** Start RECORDS TO PROCESS **

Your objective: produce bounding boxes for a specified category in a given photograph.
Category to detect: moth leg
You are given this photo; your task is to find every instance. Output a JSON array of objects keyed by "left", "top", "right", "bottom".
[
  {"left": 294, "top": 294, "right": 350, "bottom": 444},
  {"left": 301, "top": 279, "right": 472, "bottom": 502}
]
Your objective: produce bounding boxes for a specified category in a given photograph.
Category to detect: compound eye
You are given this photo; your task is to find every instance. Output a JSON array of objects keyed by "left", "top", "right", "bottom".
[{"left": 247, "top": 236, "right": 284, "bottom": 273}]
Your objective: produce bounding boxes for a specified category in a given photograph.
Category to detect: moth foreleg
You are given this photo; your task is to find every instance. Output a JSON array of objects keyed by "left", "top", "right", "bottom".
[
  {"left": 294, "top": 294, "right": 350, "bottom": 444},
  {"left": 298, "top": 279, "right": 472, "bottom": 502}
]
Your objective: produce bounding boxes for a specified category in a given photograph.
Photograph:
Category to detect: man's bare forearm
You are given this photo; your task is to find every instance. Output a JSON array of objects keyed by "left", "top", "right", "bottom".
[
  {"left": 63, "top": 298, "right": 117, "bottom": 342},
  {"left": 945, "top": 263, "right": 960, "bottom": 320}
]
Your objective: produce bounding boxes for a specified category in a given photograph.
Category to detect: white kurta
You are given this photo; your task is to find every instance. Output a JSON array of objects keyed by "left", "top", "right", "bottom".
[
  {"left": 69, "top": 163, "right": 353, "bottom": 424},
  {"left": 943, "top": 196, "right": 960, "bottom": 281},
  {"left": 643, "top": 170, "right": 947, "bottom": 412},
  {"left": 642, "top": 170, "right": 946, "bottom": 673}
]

** End RECORDS TO PROCESS **

• _WHAT TO DO_
Return every line in the items above that contains the word "detect".

• _THE SOLUTION_
Category to detect: moth leg
Category to detect: compound eye
Category to detect: moth foreleg
Category to detect: man's bare forearm
Category to detect: white kurta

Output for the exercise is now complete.